» Written problem:
Take the line that contains "Where can you spot the brick" and every line after it in the material below, and quote them exactly.

-------- Provided material --------

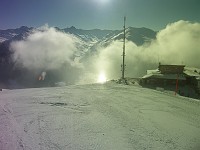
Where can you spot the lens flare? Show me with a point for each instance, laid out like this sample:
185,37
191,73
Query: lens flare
102,78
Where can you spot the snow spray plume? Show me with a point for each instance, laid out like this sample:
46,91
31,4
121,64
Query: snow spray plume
178,43
45,48
48,49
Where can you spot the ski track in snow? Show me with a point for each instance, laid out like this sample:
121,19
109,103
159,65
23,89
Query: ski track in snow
97,117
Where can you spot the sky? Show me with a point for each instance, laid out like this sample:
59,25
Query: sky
102,14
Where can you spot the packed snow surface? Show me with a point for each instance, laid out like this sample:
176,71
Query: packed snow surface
97,117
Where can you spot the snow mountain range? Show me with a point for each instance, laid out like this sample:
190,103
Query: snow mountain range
89,40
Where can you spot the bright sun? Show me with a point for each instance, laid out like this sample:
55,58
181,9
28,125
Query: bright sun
102,78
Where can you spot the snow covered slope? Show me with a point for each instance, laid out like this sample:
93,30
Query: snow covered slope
99,116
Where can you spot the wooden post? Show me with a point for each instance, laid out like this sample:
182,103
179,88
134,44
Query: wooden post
176,85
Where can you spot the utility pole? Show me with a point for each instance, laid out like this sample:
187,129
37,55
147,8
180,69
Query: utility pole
123,55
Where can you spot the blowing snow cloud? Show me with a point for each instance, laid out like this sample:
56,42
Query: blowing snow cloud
178,43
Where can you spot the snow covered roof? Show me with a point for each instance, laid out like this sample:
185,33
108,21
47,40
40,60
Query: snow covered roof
193,72
164,76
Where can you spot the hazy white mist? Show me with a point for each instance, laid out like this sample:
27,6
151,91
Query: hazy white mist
178,43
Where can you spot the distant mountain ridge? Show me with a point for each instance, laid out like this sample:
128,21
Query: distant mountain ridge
137,35
89,40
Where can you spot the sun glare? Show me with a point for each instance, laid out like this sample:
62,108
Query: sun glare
102,78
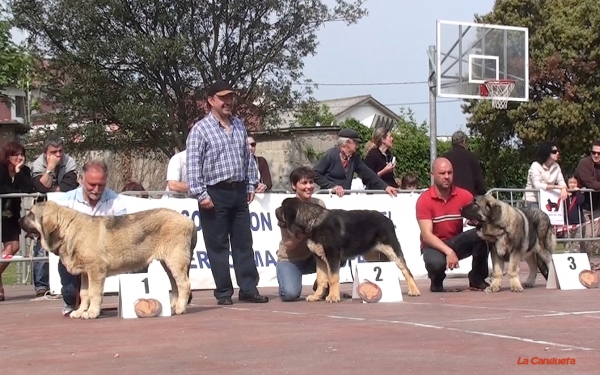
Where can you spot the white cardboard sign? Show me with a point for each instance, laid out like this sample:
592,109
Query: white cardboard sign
564,273
385,275
141,285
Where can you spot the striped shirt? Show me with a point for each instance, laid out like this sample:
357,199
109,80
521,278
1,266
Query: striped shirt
445,215
214,156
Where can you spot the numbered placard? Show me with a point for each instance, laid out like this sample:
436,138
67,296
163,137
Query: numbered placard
146,290
566,271
376,282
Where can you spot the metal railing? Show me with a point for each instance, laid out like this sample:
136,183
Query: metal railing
24,256
581,233
588,232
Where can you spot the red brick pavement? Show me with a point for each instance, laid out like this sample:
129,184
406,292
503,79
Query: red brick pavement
444,333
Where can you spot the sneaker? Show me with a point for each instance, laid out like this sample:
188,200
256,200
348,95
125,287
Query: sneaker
436,286
67,310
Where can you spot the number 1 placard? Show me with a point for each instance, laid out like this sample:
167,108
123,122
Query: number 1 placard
376,282
565,272
140,286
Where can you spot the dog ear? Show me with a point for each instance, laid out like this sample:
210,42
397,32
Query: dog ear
495,212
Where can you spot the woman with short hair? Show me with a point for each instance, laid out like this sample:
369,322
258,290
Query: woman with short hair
15,177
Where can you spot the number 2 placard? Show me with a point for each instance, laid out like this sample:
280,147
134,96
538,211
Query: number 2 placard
141,286
376,282
567,268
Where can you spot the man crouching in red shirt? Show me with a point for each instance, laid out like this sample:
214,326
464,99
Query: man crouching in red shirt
443,241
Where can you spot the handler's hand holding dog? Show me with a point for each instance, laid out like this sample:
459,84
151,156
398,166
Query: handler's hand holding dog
451,260
206,204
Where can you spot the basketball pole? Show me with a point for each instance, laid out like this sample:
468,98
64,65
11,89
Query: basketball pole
432,108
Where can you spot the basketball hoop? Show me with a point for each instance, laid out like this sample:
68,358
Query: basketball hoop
498,90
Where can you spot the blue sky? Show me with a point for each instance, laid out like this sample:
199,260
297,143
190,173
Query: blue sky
390,45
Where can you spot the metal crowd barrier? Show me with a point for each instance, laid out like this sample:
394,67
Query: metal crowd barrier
24,257
584,234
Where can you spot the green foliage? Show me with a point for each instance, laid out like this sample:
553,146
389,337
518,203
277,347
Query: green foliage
411,145
144,64
564,106
15,63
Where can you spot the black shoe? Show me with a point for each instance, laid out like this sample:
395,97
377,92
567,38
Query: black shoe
256,298
436,286
479,285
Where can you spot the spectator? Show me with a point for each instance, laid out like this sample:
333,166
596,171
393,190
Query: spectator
52,171
379,157
409,181
336,168
15,177
573,214
294,259
467,169
443,242
221,174
135,186
176,174
264,174
588,173
91,198
545,174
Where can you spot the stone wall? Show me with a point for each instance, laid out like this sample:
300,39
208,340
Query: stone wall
283,151
293,148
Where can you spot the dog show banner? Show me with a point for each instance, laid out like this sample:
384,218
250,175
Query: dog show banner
266,236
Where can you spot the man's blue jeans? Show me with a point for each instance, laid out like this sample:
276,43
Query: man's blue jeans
41,272
289,277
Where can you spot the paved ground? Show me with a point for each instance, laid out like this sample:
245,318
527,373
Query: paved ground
447,333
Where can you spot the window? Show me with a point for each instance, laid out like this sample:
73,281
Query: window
20,106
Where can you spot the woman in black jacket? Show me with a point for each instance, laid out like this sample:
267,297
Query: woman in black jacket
15,177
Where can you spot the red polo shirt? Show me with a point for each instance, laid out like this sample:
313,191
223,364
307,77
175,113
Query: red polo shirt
447,221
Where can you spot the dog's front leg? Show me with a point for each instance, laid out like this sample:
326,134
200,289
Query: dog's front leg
84,301
513,271
497,267
333,268
322,281
95,291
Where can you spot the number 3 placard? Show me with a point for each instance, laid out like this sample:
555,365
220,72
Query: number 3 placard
565,273
142,286
376,282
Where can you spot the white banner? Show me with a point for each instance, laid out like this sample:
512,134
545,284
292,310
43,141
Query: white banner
266,236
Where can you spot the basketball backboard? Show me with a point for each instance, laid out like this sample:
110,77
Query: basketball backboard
468,54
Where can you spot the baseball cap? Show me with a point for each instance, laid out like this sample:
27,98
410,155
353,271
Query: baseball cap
220,88
349,133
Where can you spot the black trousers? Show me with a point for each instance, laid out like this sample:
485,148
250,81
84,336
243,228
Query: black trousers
464,245
229,223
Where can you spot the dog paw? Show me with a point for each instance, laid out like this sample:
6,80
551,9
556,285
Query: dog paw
90,314
492,289
76,314
517,288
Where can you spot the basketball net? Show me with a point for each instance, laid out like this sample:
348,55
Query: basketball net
498,91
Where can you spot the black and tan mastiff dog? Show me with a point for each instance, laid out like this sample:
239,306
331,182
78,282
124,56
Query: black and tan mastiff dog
101,246
517,235
337,235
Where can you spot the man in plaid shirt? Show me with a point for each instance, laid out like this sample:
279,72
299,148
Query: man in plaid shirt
221,174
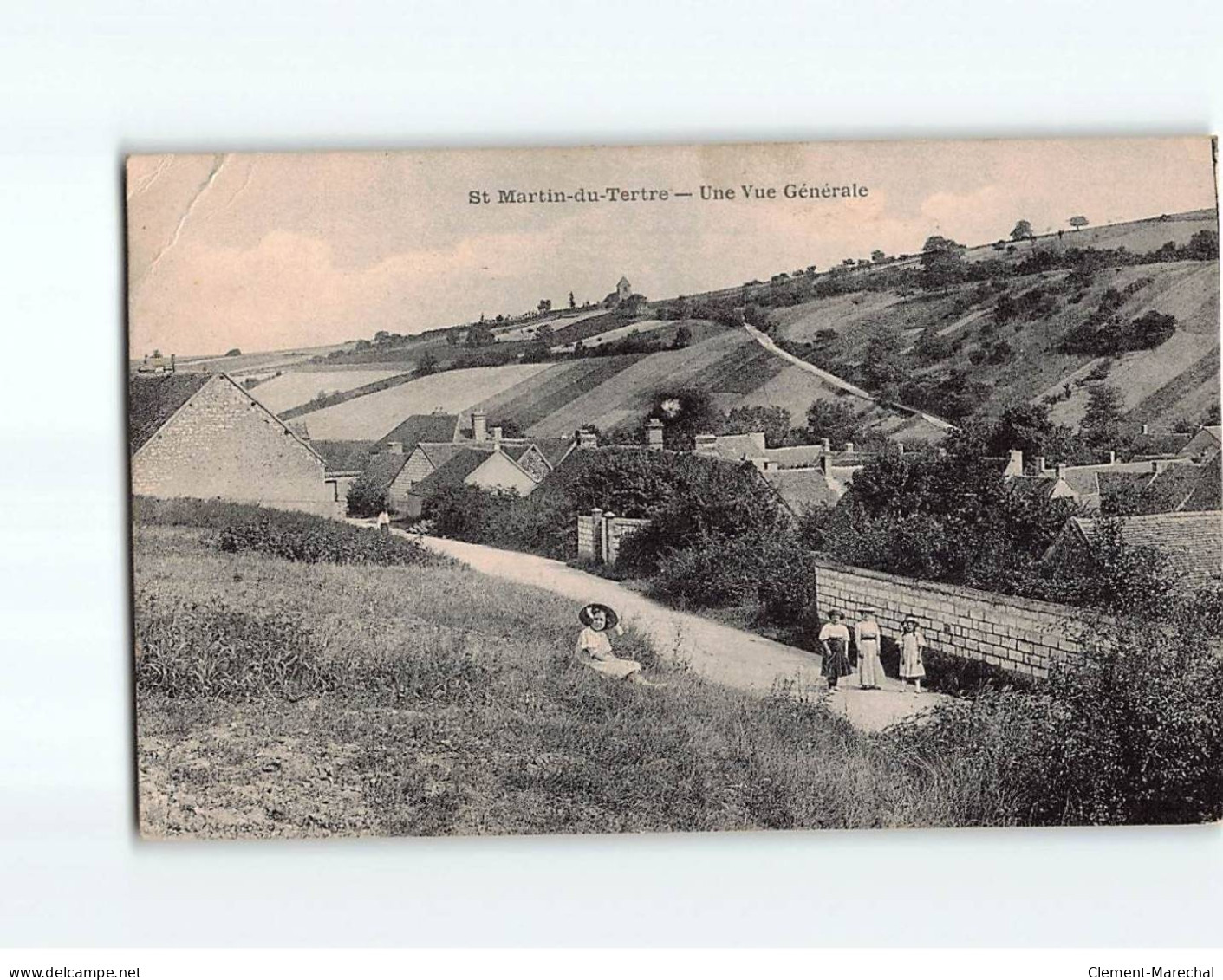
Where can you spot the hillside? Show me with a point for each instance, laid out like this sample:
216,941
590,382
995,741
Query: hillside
558,398
1023,356
958,351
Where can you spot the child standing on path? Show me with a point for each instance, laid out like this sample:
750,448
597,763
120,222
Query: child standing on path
866,638
911,644
835,646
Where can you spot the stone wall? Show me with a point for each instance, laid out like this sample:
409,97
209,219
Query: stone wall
600,534
1017,634
220,444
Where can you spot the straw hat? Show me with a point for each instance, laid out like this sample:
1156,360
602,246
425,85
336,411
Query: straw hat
587,615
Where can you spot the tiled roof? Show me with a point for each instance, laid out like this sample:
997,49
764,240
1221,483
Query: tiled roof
738,447
795,456
344,455
1190,542
153,399
803,489
452,472
381,471
416,429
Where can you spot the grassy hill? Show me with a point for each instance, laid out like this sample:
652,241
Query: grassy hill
955,351
1023,357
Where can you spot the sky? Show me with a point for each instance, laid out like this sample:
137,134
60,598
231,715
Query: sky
270,252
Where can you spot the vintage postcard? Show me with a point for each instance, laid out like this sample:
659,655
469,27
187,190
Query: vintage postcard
676,488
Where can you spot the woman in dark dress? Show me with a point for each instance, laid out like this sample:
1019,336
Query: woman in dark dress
835,646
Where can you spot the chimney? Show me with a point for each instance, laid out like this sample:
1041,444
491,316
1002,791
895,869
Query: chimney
654,434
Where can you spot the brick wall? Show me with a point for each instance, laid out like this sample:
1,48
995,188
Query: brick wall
223,445
600,534
1017,634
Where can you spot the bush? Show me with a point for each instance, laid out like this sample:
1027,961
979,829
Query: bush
774,574
1131,736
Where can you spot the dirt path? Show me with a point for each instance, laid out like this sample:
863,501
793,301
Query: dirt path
720,652
768,343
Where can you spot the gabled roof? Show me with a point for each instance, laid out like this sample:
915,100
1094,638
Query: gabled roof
1184,486
345,455
803,489
381,471
1190,542
438,453
795,456
735,447
416,429
153,399
452,472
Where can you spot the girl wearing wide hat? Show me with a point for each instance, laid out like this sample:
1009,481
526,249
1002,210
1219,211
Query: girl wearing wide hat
595,648
911,644
835,646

--------

» The completed task:
Where can you spot the brick wall? Show me with a point for each instance, laid out like this sample:
1,48
995,188
Query: brick wall
223,445
600,534
1017,634
Where can you spot the bush? Show me with a point for each instance, laid out like this sample:
1027,961
979,829
Query: bush
774,574
1131,736
Where can you spot the dirt path? Show me with a point for each instance, laid out like this sample:
863,501
793,301
Query: dirt path
720,652
768,343
Where can you spot the gabled roof? Show me with a point for each instance, laid out like this sample:
915,100
1094,638
Query: gabled roof
1184,486
345,455
803,489
381,471
1190,542
438,453
795,456
735,447
416,429
153,399
452,472
Where can you spot the girl wearing wide hat? Show me with a point for each instance, laid out like this sample:
1009,481
526,249
1002,210
1219,211
Query: girl wearing wide hat
595,648
911,644
835,646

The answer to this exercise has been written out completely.